- **Instructions for the task**
Return the listing below word for word.

- **Data rows**
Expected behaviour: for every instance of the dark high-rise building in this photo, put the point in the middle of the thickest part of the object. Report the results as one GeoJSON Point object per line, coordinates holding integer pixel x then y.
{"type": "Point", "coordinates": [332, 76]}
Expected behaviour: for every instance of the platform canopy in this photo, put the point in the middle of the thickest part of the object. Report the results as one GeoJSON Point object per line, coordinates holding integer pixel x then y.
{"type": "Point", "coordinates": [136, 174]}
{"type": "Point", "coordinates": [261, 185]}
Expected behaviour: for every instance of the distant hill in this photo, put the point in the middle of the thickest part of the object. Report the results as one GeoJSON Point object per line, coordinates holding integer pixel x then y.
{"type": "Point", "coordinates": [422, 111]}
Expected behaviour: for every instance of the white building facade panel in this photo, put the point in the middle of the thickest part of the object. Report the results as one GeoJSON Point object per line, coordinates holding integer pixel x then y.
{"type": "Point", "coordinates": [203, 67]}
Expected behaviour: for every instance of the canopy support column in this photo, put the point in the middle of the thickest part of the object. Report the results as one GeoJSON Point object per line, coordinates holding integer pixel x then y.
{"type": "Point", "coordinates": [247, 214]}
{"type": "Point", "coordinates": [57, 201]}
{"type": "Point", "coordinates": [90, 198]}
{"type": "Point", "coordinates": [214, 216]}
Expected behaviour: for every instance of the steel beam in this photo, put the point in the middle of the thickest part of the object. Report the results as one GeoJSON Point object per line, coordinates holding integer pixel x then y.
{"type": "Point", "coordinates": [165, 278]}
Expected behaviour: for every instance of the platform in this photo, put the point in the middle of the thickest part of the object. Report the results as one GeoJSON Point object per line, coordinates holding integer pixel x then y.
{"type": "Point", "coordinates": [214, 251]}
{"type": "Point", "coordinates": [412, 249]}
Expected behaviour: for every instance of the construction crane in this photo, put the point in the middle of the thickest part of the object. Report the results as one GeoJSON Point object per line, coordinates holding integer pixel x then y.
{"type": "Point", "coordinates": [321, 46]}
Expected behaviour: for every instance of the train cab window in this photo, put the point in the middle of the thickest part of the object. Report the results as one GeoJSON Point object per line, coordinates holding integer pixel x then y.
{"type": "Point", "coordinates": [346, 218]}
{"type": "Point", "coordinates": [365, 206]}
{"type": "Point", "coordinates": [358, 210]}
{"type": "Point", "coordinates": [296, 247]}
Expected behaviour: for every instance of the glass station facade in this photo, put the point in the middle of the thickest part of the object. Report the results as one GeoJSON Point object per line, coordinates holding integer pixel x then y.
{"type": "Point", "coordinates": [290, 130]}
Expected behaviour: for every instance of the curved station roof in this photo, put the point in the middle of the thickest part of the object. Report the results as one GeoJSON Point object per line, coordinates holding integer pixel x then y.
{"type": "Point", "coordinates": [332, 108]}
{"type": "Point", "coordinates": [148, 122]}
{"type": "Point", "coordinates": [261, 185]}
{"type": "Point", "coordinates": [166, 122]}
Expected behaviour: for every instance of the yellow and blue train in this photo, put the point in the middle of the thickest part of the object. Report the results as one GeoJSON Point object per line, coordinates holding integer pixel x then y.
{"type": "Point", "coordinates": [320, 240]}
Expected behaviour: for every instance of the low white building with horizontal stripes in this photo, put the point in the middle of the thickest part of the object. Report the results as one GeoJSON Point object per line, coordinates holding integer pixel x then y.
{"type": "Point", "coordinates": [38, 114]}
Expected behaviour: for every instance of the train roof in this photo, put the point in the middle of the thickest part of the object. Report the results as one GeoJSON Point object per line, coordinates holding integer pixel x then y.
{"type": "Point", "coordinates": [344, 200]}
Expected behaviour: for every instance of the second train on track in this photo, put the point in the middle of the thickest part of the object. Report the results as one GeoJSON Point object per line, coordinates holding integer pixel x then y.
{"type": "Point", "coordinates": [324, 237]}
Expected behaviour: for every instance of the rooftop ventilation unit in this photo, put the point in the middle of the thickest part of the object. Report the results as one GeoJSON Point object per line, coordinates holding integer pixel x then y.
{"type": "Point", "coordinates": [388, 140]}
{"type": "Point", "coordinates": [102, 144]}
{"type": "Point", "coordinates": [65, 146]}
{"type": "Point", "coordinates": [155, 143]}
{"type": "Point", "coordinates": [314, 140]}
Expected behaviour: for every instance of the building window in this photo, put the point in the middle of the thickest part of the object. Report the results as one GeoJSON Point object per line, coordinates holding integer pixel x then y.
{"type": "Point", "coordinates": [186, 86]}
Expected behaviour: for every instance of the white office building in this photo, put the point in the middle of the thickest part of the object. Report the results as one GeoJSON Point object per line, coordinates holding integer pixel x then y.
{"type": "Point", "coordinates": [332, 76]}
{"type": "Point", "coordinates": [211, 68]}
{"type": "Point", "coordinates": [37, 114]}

- **Correct answer**
Expected behaviour: for every instance of the dark high-rise building in this photo, put the point in the middle of the thickest part of the object. Report the results as one GeoJSON Point object per line, coordinates holding integer pixel x then y.
{"type": "Point", "coordinates": [332, 76]}
Expected behaviour: for every instance of the platform canopy in this photo, put the point in the middle of the thickest part of the object. Report the results as one GeoJSON Point object per line, coordinates holding integer pixel x then y.
{"type": "Point", "coordinates": [136, 174]}
{"type": "Point", "coordinates": [261, 185]}
Expected behaviour: for every instance of the distant hill in this photo, put the point in the middle of the thickest part of the object. Report the results as one GeoJSON Point object per line, coordinates holding integer pixel x then y.
{"type": "Point", "coordinates": [422, 111]}
Expected behaviour: for every instance of the white building facade panel in this photo, put the point in the middle of the thickest part of the object. Report the results as one GeoJSON Point object per line, coordinates holding integer pixel x then y.
{"type": "Point", "coordinates": [203, 67]}
Expected behaviour: for every instance of the canopy support column in this photo, put the point in the middle of the thickest part of the object. Report the results as one GeoJSON Point object per line, coordinates holding integer pixel x then y.
{"type": "Point", "coordinates": [247, 214]}
{"type": "Point", "coordinates": [57, 201]}
{"type": "Point", "coordinates": [90, 198]}
{"type": "Point", "coordinates": [214, 216]}
Expected behaviour: for every instance of the steel beam in this photo, put the point in the middle of the thickest part of the object. Report the results as one GeoJSON Point object per line, coordinates holding integer pixel x then y.
{"type": "Point", "coordinates": [165, 278]}
Expected behaviour: for every instance of the platform in this photo, put the point in the middle of the thickest part of the object. Report the results as one GeoJSON Point object per line, coordinates holding integer pixel x then y.
{"type": "Point", "coordinates": [214, 251]}
{"type": "Point", "coordinates": [412, 249]}
Expected behaviour: for every instance of the construction crane in this photo, put the point in the middle of the thickest part of the object. Report the results as one GeoJSON Point object per line, coordinates holding integer pixel x then y.
{"type": "Point", "coordinates": [321, 46]}
Expected behaviour: for every instance of the train cab window in this photo, put the point in the middle of the thickest part of the object. Report the results as one GeoJSON Point object per line, coordinates holding integer pixel x then y.
{"type": "Point", "coordinates": [346, 218]}
{"type": "Point", "coordinates": [365, 206]}
{"type": "Point", "coordinates": [358, 210]}
{"type": "Point", "coordinates": [296, 247]}
Expected behaviour: for every instance of the glass station facade in this photo, put the point in the middle of the thickest part of the object. Report the results as one GeoJSON Point object per line, coordinates holding integer pixel x then y.
{"type": "Point", "coordinates": [290, 130]}
Expected behaviour: for every instance of the curved station roof in this photo, put the point in the middle of the thickest part of the object. Report the results as one GeoJSON Point object per line, coordinates holding integer pixel x then y.
{"type": "Point", "coordinates": [332, 108]}
{"type": "Point", "coordinates": [148, 122]}
{"type": "Point", "coordinates": [261, 185]}
{"type": "Point", "coordinates": [166, 122]}
Expected behaviour: for every instance of the yellow and blue train in this photo, put the point in the middle of the thickest part of the object. Report the results as one GeoJSON Point object per line, coordinates holding integer pixel x then y.
{"type": "Point", "coordinates": [320, 240]}
Expected behaviour: for every instance of the low white building with horizontal stripes in this photo, put the point in the middle of the thickest part of the object. Report the results as one GeoJSON Point object per line, coordinates holding integer pixel x then y.
{"type": "Point", "coordinates": [38, 114]}
Expected behaviour: for every instance of the train roof in this photo, put the point in the middle of the thickest part of the object. Report the results as one GeoJSON Point object per line, coordinates holding integer pixel x then y.
{"type": "Point", "coordinates": [344, 200]}
Expected behaviour: for every instance of the second train on track in this photo, put the point in the middle of the thickest part of the object. Report the results as one GeoJSON Point object per line, coordinates holding integer pixel x then y.
{"type": "Point", "coordinates": [324, 237]}
Expected behaviour: for every instance of the rooftop ventilation unit in this photo, put the point in the middle of the thickest part of the object. Report the results as one GeoJSON Point object per line, coordinates holding integer pixel x then y.
{"type": "Point", "coordinates": [388, 140]}
{"type": "Point", "coordinates": [102, 144]}
{"type": "Point", "coordinates": [65, 146]}
{"type": "Point", "coordinates": [155, 143]}
{"type": "Point", "coordinates": [314, 140]}
Expected behaviour: for every instance of the building window in this photo, put the point in the middle of the thickest part of the object. Report the results as one GeoJSON Point object per line, coordinates holding integer pixel x then y.
{"type": "Point", "coordinates": [186, 86]}
Expected behaviour: for every instance of the white office building in this photo, put the point in the middle of the thickest part of the object. Report the results as one GeoJSON Point object per line, coordinates holding integer pixel x then y.
{"type": "Point", "coordinates": [332, 76]}
{"type": "Point", "coordinates": [211, 68]}
{"type": "Point", "coordinates": [37, 114]}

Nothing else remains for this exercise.